● TÂCHES PROPOSÉES:
1. Recopiez le passage sur les sportifs subsahariens, depuis « Les sportifs subsahariens » jusqu'à « deviennent leurs ambitions? » inclus.
2. Rédigez la suite du passage sur les sportifs subsahariens au Maroc, en reprenant juste après sa dernière phrase.

Les sportifs subsahariens font le bonheur des clubs engagés dans les différents championnats professionnels marocains, du football au basket, en passant par le volley-ball et le handball. Plus présents dans le sport roi, ils font rugir les filets adverses, font des misères aux attaquants, ou encore sont les maîtres à jouer de leurs équipes. Des prouesses qui leur valent d’être appelés dans leurs sélections nationales respectives ou d’être «arrachés» par des clubs européens.

Mais ceci n’est que la partie visible d’un immense iceberg. En effet, nombreux sont ces jeunes subsahariens qui viennent chaque année au Maroc dans l’espoir de faire valoir leurs talents en Botola et dans les autres divisions, mais qui, une fois sur le terrain, sont confrontés à une réalité bien différente. Qui sont-ils? Pourquoi échouent-ils? Que deviennent leurs ambitions?

Données sur la localisation d'objets nommés:
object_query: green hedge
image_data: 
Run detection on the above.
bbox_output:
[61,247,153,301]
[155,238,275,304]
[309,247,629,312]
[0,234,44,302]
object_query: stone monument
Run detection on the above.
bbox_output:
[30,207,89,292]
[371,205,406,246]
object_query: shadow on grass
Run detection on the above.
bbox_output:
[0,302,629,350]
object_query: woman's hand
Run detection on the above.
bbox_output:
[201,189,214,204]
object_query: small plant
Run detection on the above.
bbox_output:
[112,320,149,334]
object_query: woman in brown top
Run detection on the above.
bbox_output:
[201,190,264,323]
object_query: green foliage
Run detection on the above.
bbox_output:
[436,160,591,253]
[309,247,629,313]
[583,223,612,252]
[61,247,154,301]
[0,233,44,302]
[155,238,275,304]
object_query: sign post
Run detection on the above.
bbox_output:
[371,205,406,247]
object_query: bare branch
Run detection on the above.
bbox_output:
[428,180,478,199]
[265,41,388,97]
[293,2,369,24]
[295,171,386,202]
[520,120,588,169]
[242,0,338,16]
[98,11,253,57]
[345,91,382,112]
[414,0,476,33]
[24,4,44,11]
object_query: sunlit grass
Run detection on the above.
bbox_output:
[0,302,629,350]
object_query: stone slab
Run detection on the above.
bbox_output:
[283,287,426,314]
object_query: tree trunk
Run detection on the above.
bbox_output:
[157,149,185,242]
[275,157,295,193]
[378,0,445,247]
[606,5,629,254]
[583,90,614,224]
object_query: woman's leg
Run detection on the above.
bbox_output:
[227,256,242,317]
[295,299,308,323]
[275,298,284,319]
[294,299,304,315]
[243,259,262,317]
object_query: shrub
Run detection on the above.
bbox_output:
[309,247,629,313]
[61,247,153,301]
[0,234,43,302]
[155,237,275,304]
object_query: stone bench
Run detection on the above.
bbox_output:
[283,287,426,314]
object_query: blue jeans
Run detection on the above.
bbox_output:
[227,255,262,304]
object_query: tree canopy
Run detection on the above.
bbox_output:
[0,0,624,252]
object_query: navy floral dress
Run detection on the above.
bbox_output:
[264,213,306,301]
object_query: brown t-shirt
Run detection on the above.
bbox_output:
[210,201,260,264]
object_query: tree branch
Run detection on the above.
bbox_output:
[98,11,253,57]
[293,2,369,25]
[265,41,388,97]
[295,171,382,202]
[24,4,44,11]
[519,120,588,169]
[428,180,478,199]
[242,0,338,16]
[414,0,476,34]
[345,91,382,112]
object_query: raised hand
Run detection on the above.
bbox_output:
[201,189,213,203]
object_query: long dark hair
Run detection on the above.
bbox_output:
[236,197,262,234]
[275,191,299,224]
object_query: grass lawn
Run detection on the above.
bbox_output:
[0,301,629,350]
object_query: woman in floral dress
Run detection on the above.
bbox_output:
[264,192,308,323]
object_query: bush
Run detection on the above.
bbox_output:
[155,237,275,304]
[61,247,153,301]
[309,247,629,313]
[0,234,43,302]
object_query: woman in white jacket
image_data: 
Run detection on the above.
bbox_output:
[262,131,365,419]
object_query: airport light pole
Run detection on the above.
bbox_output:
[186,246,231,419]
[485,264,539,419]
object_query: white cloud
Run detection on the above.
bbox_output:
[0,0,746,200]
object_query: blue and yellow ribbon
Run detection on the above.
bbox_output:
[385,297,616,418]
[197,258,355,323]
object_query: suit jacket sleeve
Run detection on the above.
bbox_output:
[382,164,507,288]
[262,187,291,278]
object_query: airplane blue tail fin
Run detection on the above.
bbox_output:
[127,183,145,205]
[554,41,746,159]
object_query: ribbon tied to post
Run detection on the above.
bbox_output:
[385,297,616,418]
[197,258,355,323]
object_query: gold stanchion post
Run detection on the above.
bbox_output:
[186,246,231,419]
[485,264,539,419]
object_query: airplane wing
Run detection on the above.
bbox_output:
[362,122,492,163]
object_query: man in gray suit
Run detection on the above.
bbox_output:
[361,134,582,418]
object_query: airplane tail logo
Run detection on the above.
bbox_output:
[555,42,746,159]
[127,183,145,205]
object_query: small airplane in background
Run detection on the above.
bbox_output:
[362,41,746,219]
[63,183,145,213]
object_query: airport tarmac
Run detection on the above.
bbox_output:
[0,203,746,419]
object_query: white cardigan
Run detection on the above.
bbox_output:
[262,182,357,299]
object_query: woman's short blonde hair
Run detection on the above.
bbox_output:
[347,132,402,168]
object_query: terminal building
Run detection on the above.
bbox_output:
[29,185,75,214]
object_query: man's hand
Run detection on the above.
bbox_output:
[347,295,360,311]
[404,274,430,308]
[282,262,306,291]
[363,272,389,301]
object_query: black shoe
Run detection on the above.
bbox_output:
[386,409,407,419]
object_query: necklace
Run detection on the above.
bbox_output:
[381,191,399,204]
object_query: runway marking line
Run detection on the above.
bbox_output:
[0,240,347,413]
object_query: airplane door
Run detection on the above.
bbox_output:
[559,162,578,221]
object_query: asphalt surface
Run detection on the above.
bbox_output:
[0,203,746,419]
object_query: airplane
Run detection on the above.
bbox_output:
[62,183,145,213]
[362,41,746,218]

● RÉPONSES PAR TÂCHE:
1.
Les sportifs subsahariens font le bonheur des clubs engagés dans les différents championnats professionnels marocains, du football au basket, en passant par le volley-ball et le handball. Plus présents dans le sport roi, ils font rugir les filets adverses, font des misères aux attaquants, ou encore sont les maîtres à jouer de leurs équipes. Des prouesses qui leur valent d’être appelés dans leurs sélections nationales respectives ou d’être «arrachés» par des clubs européens.

Mais ceci n’est que la partie visible d’un immense iceberg. En effet, nombreux sont ces jeunes subsahariens qui viennent chaque année au Maroc dans l’espoir de faire valoir leurs talents en Botola et dans les autres divisions, mais qui, une fois sur le terrain, sont confrontés à une réalité bien différente. Qui sont-ils? Pourquoi échouent-ils? Que deviennent leurs ambitions?

2.
Durcissement de la loi

Avant, un joueur subsaharien talentueux pouvait espérer pouvoir se faire une place au soleil du football marocain. Mais depuis 2 à 3 ans, les lois ont changé: «Désormais, pour qu’un un étranger puisse jouer dans un championnat officiel marocain, il lui faut comptabiliser au moins dix sélections en équipe nationale au cours des trois dernières années, en équipe «A», chez les locaux, ou dans les catégories jeunes», nous confie Jackson Ayoula, conseiller sportif ivoirien basé à Casablanca. Ce qui réduit drastiquement les chances de nombreux jeunes footballeurs talentueux (l’on note déjà une légère baisse de leurs arrivées au Maroc).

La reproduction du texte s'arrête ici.